Requirement: Write the entries out again exactly; any picture among them gets left out.

Records for this task:
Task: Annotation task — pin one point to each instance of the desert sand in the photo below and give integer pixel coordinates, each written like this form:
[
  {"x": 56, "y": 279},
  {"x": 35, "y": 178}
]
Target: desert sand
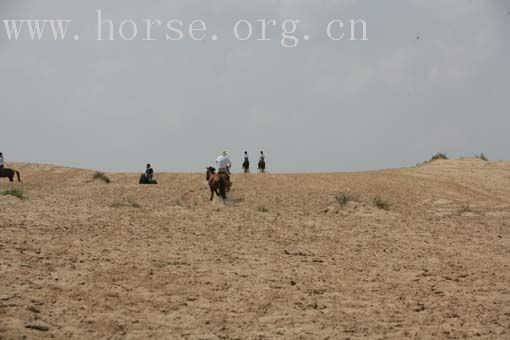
[{"x": 281, "y": 259}]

Reply to the exercise:
Task: Annotation task — pin one point to each instance of the desert sand in the photo below and give integer pixel coordinates, each written like this form:
[
  {"x": 56, "y": 279},
  {"x": 35, "y": 178}
]
Target: desert sand
[{"x": 281, "y": 259}]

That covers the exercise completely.